- What needs to be done
Recast the material, from its first line through the line containing "[164,58,186,89]", as a Markdown table with the columns Row and Content. Number each line and leave out any blank lines.

- Excerpts of labeled region data
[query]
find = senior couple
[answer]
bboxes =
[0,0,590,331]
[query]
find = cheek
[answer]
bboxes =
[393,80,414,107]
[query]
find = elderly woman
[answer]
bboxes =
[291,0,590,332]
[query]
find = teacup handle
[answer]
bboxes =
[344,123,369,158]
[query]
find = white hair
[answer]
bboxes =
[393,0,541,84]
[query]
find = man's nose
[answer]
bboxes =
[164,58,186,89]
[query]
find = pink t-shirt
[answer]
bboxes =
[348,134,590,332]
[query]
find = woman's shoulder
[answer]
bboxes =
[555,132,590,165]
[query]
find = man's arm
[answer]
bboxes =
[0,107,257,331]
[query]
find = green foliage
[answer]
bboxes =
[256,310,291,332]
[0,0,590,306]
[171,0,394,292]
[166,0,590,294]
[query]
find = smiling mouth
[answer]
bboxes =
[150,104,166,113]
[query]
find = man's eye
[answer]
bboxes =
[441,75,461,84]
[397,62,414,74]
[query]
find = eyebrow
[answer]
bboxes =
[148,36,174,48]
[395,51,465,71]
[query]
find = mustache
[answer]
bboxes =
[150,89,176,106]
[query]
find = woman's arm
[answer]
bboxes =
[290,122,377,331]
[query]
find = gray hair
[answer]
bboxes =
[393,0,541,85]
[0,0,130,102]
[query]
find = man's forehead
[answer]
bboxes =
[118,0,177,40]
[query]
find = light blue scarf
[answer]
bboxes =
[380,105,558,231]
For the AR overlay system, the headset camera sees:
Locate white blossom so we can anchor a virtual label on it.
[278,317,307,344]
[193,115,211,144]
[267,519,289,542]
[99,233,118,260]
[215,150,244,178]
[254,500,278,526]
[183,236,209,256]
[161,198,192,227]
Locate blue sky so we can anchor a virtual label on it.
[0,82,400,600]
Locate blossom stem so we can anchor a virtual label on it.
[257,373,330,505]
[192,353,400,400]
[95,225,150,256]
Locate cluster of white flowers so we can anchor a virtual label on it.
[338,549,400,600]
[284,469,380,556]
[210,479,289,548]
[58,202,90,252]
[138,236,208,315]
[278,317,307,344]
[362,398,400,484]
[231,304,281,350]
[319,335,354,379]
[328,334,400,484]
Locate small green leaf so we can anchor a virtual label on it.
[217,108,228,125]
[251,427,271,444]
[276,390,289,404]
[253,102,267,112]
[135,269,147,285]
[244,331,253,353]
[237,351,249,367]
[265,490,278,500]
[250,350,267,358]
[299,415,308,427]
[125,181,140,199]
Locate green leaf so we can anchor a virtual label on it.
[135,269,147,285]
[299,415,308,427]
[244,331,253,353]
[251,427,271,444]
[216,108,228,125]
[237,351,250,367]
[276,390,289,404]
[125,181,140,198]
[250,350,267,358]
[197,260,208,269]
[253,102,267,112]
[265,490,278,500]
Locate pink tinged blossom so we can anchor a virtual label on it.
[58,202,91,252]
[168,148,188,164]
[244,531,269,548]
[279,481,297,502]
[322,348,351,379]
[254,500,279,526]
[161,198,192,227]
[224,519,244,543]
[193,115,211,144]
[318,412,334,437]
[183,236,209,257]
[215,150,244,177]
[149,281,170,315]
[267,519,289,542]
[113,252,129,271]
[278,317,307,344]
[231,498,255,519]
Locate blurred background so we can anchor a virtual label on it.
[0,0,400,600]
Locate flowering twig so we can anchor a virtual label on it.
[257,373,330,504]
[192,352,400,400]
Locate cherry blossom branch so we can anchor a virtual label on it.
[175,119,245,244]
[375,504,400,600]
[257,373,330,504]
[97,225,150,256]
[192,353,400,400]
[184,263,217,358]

- Answer to the problem
| Row | Content |
|---|---|
| 1 | [query] |
| 2 | find = senior couple |
| 3 | [answer] |
| 4 | bboxes = |
| 5 | [0,0,590,331] |
| 6 | [query] |
| 7 | find = cheek |
| 8 | [answer] |
| 9 | bboxes = |
| 10 | [393,80,414,107] |
| 11 | [query] |
| 12 | find = elderly woman |
| 13 | [answer] |
| 14 | bboxes = |
| 15 | [291,0,590,332] |
| 16 | [query] |
| 17 | find = teacup handle |
| 18 | [answer] |
| 19 | bboxes = |
| 20 | [344,123,369,158] |
| 21 | [query] |
| 22 | find = white hair |
| 23 | [answer] |
| 24 | bboxes = |
| 25 | [393,0,541,84] |
| 26 | [query] |
| 27 | find = man's nose |
| 28 | [answer] |
| 29 | bboxes = |
| 30 | [164,58,186,89] |